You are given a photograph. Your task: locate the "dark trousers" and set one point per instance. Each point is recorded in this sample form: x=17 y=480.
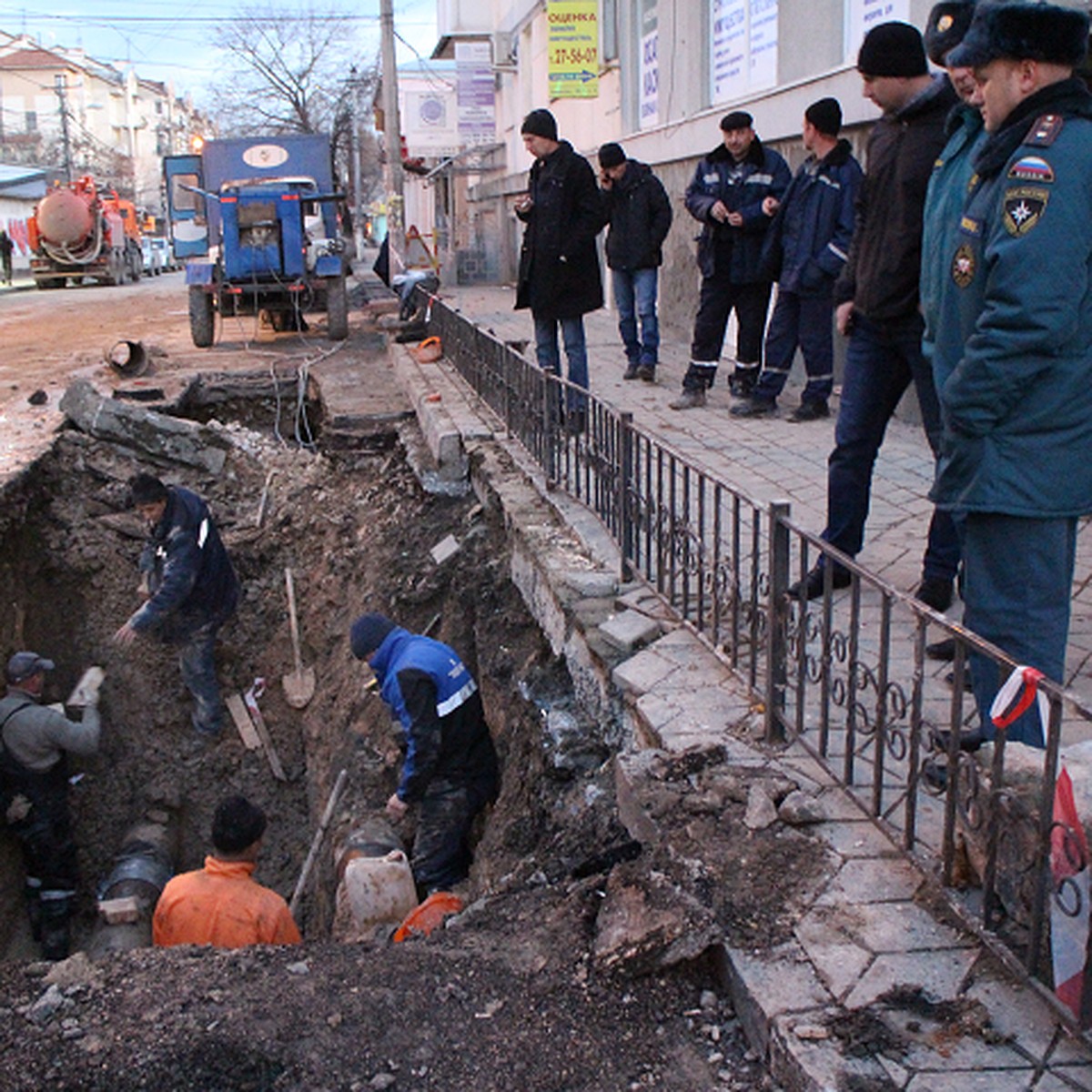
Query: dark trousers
x=883 y=360
x=806 y=321
x=720 y=296
x=1016 y=582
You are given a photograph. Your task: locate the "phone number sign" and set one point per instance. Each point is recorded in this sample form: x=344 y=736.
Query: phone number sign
x=573 y=48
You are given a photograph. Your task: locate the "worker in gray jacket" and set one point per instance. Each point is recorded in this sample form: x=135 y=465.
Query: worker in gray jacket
x=35 y=742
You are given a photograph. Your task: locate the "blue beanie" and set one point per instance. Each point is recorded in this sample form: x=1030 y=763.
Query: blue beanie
x=369 y=633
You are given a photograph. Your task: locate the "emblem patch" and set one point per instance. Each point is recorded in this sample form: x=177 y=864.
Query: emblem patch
x=1031 y=168
x=1024 y=207
x=964 y=266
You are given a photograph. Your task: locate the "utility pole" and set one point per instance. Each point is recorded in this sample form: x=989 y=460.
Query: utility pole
x=60 y=86
x=392 y=134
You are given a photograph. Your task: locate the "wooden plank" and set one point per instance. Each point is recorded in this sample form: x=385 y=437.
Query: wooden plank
x=243 y=722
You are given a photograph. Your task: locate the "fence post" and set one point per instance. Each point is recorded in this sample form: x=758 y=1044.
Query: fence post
x=776 y=616
x=625 y=485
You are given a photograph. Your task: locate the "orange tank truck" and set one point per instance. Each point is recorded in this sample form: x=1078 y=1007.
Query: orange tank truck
x=80 y=232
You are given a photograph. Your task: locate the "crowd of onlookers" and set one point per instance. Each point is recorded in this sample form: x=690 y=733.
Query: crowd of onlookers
x=958 y=260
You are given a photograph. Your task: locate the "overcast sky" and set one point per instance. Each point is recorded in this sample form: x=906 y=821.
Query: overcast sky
x=167 y=39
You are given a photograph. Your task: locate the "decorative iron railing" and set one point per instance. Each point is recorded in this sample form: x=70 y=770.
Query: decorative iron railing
x=845 y=675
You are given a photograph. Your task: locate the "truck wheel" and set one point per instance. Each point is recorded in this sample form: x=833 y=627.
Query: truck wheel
x=202 y=317
x=337 y=308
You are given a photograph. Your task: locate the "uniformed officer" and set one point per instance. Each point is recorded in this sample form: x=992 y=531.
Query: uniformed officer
x=450 y=768
x=34 y=743
x=1018 y=405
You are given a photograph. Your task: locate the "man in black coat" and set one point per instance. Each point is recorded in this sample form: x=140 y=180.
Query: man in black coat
x=560 y=268
x=640 y=217
x=190 y=587
x=876 y=298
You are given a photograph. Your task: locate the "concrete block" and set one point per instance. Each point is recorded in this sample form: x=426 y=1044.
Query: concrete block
x=119 y=911
x=631 y=631
x=940 y=975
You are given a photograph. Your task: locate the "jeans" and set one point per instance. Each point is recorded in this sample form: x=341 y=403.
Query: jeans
x=806 y=321
x=197 y=666
x=1016 y=581
x=636 y=298
x=883 y=360
x=719 y=298
x=576 y=350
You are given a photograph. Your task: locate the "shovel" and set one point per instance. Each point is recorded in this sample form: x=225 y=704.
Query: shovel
x=298 y=683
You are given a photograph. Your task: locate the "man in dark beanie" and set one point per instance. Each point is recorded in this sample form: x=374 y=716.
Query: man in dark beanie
x=876 y=298
x=734 y=196
x=640 y=216
x=450 y=765
x=944 y=202
x=560 y=276
x=189 y=588
x=1018 y=402
x=806 y=250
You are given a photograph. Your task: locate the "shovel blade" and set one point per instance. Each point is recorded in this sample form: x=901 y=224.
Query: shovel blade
x=298 y=687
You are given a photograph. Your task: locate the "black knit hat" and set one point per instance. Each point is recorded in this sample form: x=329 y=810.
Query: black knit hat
x=737 y=119
x=369 y=633
x=540 y=124
x=945 y=30
x=893 y=49
x=1025 y=31
x=825 y=115
x=612 y=156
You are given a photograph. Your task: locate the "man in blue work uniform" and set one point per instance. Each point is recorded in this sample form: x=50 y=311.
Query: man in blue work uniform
x=450 y=765
x=1018 y=405
x=734 y=196
x=808 y=245
x=191 y=590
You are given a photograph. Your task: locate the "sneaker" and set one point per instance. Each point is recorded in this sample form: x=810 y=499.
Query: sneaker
x=742 y=382
x=935 y=592
x=753 y=408
x=809 y=410
x=812 y=585
x=688 y=399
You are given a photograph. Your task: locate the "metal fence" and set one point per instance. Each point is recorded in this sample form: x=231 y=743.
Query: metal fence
x=845 y=675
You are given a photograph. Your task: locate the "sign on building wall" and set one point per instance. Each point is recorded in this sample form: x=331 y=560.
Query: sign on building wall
x=476 y=93
x=573 y=49
x=862 y=15
x=743 y=47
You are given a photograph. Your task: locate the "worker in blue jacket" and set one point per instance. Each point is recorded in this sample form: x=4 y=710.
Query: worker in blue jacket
x=190 y=590
x=734 y=196
x=807 y=247
x=450 y=765
x=1016 y=407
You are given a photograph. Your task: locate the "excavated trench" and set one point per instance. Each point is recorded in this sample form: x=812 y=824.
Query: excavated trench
x=356 y=530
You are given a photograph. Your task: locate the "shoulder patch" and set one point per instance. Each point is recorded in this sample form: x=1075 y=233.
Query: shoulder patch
x=1024 y=207
x=1032 y=168
x=1044 y=130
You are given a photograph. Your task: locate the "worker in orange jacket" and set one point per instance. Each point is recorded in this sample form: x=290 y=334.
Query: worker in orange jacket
x=222 y=905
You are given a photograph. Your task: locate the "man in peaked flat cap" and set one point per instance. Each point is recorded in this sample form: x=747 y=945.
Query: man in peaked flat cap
x=1018 y=405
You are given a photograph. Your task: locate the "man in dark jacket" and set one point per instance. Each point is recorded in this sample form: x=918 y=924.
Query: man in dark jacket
x=640 y=217
x=1018 y=404
x=35 y=742
x=191 y=590
x=560 y=267
x=450 y=767
x=877 y=301
x=734 y=195
x=809 y=241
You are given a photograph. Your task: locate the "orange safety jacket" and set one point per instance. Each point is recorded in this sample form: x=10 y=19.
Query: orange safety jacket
x=222 y=905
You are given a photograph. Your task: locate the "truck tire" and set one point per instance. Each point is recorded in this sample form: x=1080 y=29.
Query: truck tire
x=337 y=308
x=202 y=317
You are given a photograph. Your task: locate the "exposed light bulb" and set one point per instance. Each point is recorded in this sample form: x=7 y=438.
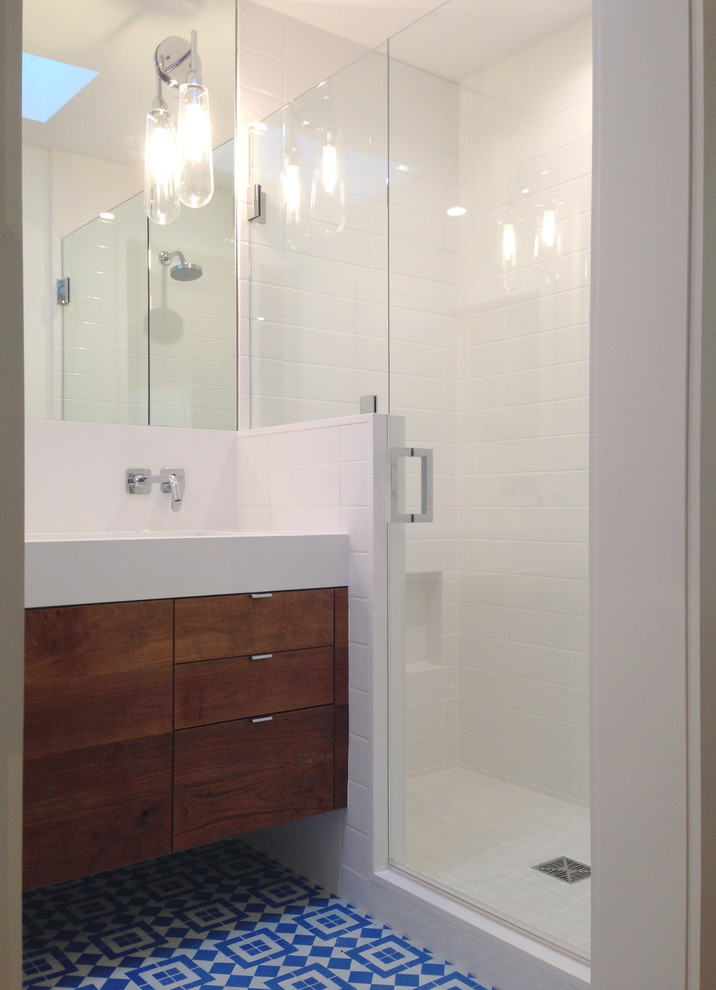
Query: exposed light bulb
x=195 y=166
x=161 y=203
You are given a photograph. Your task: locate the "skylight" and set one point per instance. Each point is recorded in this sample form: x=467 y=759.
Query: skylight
x=47 y=85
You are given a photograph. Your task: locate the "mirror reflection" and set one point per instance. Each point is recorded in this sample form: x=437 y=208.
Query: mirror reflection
x=136 y=341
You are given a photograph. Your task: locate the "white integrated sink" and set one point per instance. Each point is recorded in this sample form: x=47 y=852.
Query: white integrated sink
x=80 y=568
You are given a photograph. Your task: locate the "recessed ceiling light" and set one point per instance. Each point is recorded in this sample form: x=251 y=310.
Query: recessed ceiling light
x=47 y=85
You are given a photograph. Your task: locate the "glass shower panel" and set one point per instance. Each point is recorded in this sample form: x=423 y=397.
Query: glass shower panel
x=318 y=293
x=489 y=149
x=193 y=311
x=104 y=325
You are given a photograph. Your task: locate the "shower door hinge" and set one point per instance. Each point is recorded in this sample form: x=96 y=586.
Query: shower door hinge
x=399 y=511
x=257 y=204
x=63 y=291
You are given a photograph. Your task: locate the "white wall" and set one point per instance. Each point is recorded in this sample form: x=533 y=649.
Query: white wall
x=75 y=478
x=11 y=522
x=640 y=315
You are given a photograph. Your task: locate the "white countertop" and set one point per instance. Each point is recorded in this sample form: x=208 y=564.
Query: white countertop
x=81 y=568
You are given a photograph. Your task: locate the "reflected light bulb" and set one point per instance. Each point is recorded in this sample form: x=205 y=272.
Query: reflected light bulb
x=509 y=245
x=291 y=188
x=548 y=228
x=195 y=166
x=160 y=196
x=329 y=166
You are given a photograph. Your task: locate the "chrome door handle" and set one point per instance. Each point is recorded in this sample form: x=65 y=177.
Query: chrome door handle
x=426 y=484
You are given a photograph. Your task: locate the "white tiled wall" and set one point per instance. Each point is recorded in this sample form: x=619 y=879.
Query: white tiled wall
x=488 y=367
x=319 y=477
x=279 y=59
x=522 y=410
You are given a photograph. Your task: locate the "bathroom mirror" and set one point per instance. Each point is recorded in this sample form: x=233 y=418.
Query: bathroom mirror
x=141 y=340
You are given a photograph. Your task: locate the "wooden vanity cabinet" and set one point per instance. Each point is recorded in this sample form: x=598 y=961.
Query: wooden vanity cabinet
x=258 y=722
x=159 y=725
x=98 y=738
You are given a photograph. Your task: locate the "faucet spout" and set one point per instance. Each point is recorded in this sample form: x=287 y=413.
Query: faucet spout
x=173 y=483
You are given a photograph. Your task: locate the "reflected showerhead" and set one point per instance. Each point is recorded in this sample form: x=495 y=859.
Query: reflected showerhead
x=185 y=271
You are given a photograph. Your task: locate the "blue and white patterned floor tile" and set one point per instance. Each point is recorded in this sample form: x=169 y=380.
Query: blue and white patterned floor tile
x=222 y=916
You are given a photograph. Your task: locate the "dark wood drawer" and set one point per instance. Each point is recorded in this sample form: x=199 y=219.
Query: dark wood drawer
x=97 y=674
x=218 y=690
x=237 y=625
x=234 y=777
x=92 y=809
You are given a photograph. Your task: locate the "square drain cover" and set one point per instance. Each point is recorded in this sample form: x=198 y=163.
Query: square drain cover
x=566 y=869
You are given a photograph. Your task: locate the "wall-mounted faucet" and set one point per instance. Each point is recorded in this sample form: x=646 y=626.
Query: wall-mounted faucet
x=171 y=481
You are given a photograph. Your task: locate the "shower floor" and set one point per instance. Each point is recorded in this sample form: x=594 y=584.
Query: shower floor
x=479 y=838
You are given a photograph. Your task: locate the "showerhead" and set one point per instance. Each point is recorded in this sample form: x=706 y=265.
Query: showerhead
x=185 y=271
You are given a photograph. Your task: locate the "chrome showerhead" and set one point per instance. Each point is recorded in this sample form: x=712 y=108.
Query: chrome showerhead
x=185 y=271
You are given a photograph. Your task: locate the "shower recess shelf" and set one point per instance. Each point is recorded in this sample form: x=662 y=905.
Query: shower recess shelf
x=84 y=568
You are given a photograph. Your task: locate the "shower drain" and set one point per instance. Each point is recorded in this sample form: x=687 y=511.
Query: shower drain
x=566 y=869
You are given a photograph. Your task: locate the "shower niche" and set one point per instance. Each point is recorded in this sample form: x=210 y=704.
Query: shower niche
x=148 y=333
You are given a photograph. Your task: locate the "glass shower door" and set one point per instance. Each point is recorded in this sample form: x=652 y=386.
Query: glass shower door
x=489 y=199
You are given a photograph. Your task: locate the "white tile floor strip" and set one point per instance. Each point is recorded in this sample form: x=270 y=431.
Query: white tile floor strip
x=480 y=837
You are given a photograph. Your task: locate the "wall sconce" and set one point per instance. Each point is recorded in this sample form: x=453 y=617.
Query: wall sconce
x=178 y=163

**WHAT YOU SHOULD DO**
Rescale the data above, starting at the line that contains "form: x=7 y=438." and ending at the line that contains "x=640 y=315": copy every line in that span, multiplying each point coordinate in the answers by 1.4 and rounding to a whole number with halves rounded up, leave all other numbers unchanged, and omit the picture lines.

**REPLY**
You are given a photograph. Your task: locate the "exposed light bulb" and set one point per instance. Each point is recorded in this sample form: x=7 y=438.
Query: exposed light bulb
x=273 y=232
x=225 y=284
You are given a photograph. Your task: locate the "skylight" and set one point per instance. Each point is recorded in this sample form: x=467 y=759.
Query: skylight
x=66 y=119
You are given a photograph. Your task: locate the "mirror reflection" and set one point per instance. Each point is recorded in this sample form: x=437 y=208.
Query: mirror reflection
x=190 y=477
You are given a photograph. Your task: locate the "white integrated sink" and set one point per instance. Each point is recorded in this sample form: x=47 y=852.
Query: white integrated sink
x=112 y=795
You are given a photograph. Your task: locate the "recessed ceiling light" and set one point per instance. Each point is recorded in this sample form: x=251 y=310.
Query: recessed ceiling light
x=66 y=119
You are given a photograph. Your task: locate the "glass shower panel" and set one point per instance. Each point is recorded in this sample form: x=423 y=397.
Query: glass shower panel
x=445 y=410
x=685 y=209
x=270 y=435
x=146 y=455
You are given a photograph. Your task: locate the "shower door hinge" and set one point per instance. Each point is recorded in this sample form: x=96 y=586.
Query: shower door hinge
x=559 y=715
x=360 y=286
x=88 y=407
You are given a photograph. Your task: locate the "white wall" and set one point per instance. Each point is recorded in this sample form: x=533 y=649.
Query: white wall
x=105 y=669
x=15 y=731
x=896 y=441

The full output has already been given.